● **STATED TASK A**: Convert the dataset entries from the line containing "One pin per instance of the dark" through the line containing "<point>74,29</point>" into a Markdown table with the columns n and Line, where n is the row number. Leave out blank lines.

=====

Leading Through Solidarities

We are grateful to Dr. Whitneé L. Garrett-Walker for helping us deepen our thinking around what leading through solidarities entails and making connections between ideas that are important to us.



An Open Letter to Those Who Stand With Us 
By Whitneé L. Garrett-Walker 
Assistant Professor of Educational Leadership, Policy and Social Diversity 
University of Toronto, OISE 


Peace and Ná:wih! 

This letter is for those who wish to be co-conspirators in the work of educational justice but are not sure how. Let this brief letter and my opening speech be a love note of things to consider as you walk the journey of standing with those who are members of historically marginalized and multiple oppressed communities.  

When I think about the words solidarity, collective liberation, unity, and equity, I also think about Love, co-conspiratorship, decolonization, and collective freedom-dreaming into action. These are not just words, but a song, a breath of wind, a dance, a subversive and windy map to a destination that my ancestors knew we could reach.

=====

● **STATED TASK B**: Rewrite the part of the solidarities passage that opens with the words "We are grateful" and closes with "important to us.", putting "thankful" in place of "grateful".

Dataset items

=====

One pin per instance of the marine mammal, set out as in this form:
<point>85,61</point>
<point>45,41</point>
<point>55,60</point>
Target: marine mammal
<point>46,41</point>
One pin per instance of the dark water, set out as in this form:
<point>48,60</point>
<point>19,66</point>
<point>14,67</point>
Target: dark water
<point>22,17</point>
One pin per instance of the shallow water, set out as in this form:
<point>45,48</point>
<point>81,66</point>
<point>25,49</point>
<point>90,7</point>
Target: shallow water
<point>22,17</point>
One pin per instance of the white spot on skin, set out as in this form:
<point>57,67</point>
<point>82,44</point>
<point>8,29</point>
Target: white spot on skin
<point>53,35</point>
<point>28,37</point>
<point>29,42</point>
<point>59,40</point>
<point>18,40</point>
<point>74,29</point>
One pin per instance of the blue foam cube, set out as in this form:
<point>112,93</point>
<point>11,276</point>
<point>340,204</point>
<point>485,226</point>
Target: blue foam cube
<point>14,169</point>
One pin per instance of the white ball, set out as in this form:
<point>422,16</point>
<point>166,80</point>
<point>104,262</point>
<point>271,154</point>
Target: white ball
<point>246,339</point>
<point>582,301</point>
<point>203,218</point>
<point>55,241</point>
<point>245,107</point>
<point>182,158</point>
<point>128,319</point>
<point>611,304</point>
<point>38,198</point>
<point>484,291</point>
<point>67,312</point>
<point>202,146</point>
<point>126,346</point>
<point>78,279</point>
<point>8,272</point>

=====

● **CORRECT RESPONSE A**:
| n | Line |
|---|---|
| 1 | One pin per instance of the dark water, set out as in this form: |
| 2 | <point>48,60</point> |
| 3 | <point>19,66</point> |
| 4 | <point>14,67</point> |
| 5 | Target: dark water |
| 6 | <point>22,17</point> |
| 7 | One pin per instance of the shallow water, set out as in this form: |
| 8 | <point>45,48</point> |
| 9 | <point>81,66</point> |
| 10 | <point>25,49</point> |
| 11 | <point>90,7</point> |
| 12 | Target: shallow water |
| 13 | <point>22,17</point> |
| 14 | One pin per instance of the white spot on skin, set out as in this form: |
| 15 | <point>57,67</point> |
| 16 | <point>82,44</point> |
| 17 | <point>8,29</point> |
| 18 | Target: white spot on skin |
| 19 | <point>53,35</point> |
| 20 | <point>28,37</point> |
| 21 | <point>29,42</point> |
| 22 | <point>59,40</point> |
| 23 | <point>18,40</point> |
| 24 | <point>74,29</point> |

● **CORRECT RESPONSE B**:
We are thankful to Dr. Whitneé L. Garrett-Walker for helping us deepen our thinking around what leading through solidarities entails and making connections between ideas that are important to us.